Text section ▸
FIG. 3A is a side view of an alternate implementation of a carriage 140 for use in a device according to the invention. The carriage 140 contains a reversible motor for propelling the carriage back and forth, and could replace the traveling carriage 4 shown in FIGS. 2 and 3. The motorized carriage 140 includes a carriage housing 141 having a slot 143 for guiding shaft 30 of nip roller 31. The motorized carriage 140 also includes a pair of parallel shafts 20, 22 upon which are mounted one or more hollow cylinders 21, 23, shown in dotted lines because they are located behind the housing 141. The hollow cylinders of these rotatable members are arranged in a manner similar to that discussed above in relation to the carriage 4. Each hollow cylinder may include at least one constant force coil spring membrane 24, 25 wrapped about it. In FIG. 3A, the coil spring membrane 25 is shown in an extended position, while most of the coil spring membrane 24 is wrapped about hollow cylinder 21. Also shown in FIG. 3A is a bill 40 which is wrapped about the cylinder 21 and is in position to be stacked. The arrow 9 indicates flexible sheet or bill motion as the sheet exits a validation section and contacts the hollow cylinder 21 and nip roller 31, which operation will be described in more detail below.
The motor (not shown) is contained within motor housing 144 and operates to drive a shaft 146 connected to drive gear 148. The drive gear 148 meshes with a coupling gear 150 that in turn meshes with a traverse gear 152 connected to the hollow cylinder 23. Consequently, the cylinder 23 is driven through a direct gear train by the motor which provides torque to the roller to cause the spring membrane 25 to coil about or wrap around the hollow cylinder 23 and thus to impart motion to the carriage.
At rest, the pressures exerted by the coil spring membranes are substantially in balance due to the symmetrical nature of the design. The coil springs thus counterbalance each other. Consequently, only a small force is required to move the carriage 140 via the gearing arrangement. Thus, a small reversible DC motor such as, for example, a miniature permanent magnet DC motor, or other low-power actuator would be adequate to impart movement.
FIG. 3B is a side view of an alternate implementation of a carriage 160 for use in a device according to the invention, wherein like elements of FIG. 3A have the same reference numbers. The carriage 160 contains a reversible motor for propelling the carriage back and forth along a path, and includes a carriage housing 141 having a slot 143 for guiding shaft 30 of nip roller 31. The motorized carriage 160 also includes a pair of parallel shafts 20, 22 upon which are mounted one or more hollow cylinders 21, 23, shown in dotted lines because they are located within the housing 141. These rotatable members are arranged in a manner similar to that discussed above. The motor (not shown) is contained within motor housing 144 and operates to drive a shaft 146 connected to drive gear 148. The drive gear 148 meshes with a first coupling gear 150 that in turn meshes with a first traverse gear 152 connected to the hollow cylinder 23. The first traverse gear 152 meshes with a second coupling gear 154, which meshes with a second traverse gear 156 connected to the hollow cylinder 21. Consequently, both of the hollow cylinders 21 and 23 are driven through a direct gear train by the motor.

Information supplied ▸
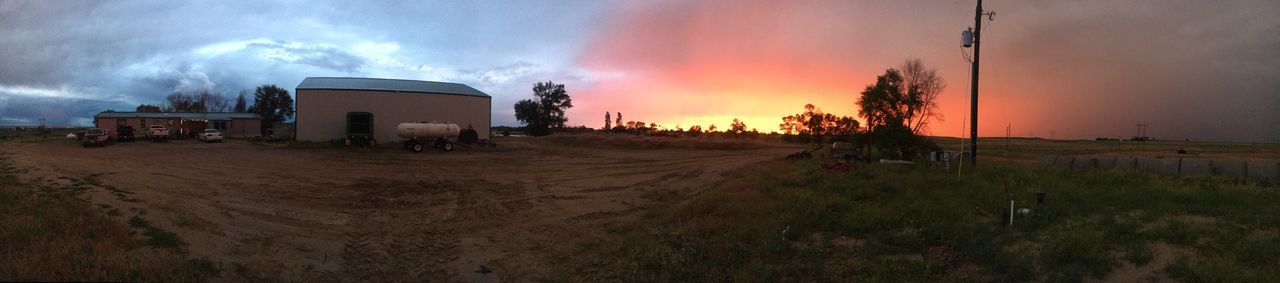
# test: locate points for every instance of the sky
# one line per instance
(1064, 69)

Your objective ▸ Resume the patent passage about the motorized carriage, writing on from its last sentence.

Output below ▸
In FIG. 3B, a coil spring membrane 25 is shown in an extended position, while most of the membrane 162 is wrapped about hollow cylinder 21. In this implementation, only one coil spring membrane wrapped about a hollow cylinder is required since the motor is directly linked to both hollow cylinders and can impart tension on the membrane that does not contain a coil spring. In particular, in the implementation shown, the motor can provide tension to the membrane 162 as it unwraps from the hollow cylinder 21 while a bill 40 is being stacked. However, a somewhat larger force may be required to move the carriage 160 via the gearing arrangement than needed to move the carriage 140 of FIG. 3A. But the carriage 160 contains one less coil spring, and a relatively small reversible DC motor or actuator could still be used to impart movement.
In an alternate embodiment, not shown, two or more motors may be used to transport the carriage back and forth along a path, and to perform other operations. In a contemplated implementation, one motor could be associated with each rotating member such that the rotating members would be driven independently of each other. The motor drive voltages could be set so that the membranes are in tension during carriage motion, and the two motors may be attached to the carriage on opposite sides. In such a two motor implementation the coil springs are not be required if the membranes 24 and 25 are kept under tension when not under drive, to ensure that the bills already stacked are securely held in the cashbox. In addition or alternately, the second actuator may be used to bias the nip roller into a gripping position and/or to move a diverter into a guide position.
An example to illustrate the sequence of events that occurs after a banknote has been accepted and then is stacked, referred to as a bill stacking cycle, will now be described.
FIG. 4 is an enlarged, detail view of the cross section of FIG. 2 immediately before carriage traverse commences. A bill 40 has been inserted into the validator 3 and has been validated. The bill is then passed in the direction of arrow 9 through an exit slot 41 to the stacker mechanism. The leading edge 42 of the bill enters between the nip-roller 31 and the closest hollow cylinder 21, as shown in FIG. 4. As described above, the cam mechanism shown in FIG. 3 has caused the nip roller 31 to be lifted clear of the hollow cylinder 21 and spring coil membrane 24, and the diverter blade 34 to be rotated into a nearly horizontal position. At the instant the leading edge 42 of the bill arrives at the position indicated in FIG. 4, a carriage control signal is generated, for example, by a positional input from a tachometer wheel (not shown). The control signal causes the linear actuator (not shown) to move the carriage 4 at a rate the same as, or slightly faster than, the speed of bill transport. Alternately, if a motorized carriage 140 is used, the control signals would cause at least one motor in the carriage 140 to be energized and to thus drive the carriage. Such control signals may be generated by a processing means in the bill validator or otherwise generated by a control means of the automatic transaction machine, as will be readily understood by one skilled in the art. After a short distance, the carriage arrives at the position shown in FIG. 5.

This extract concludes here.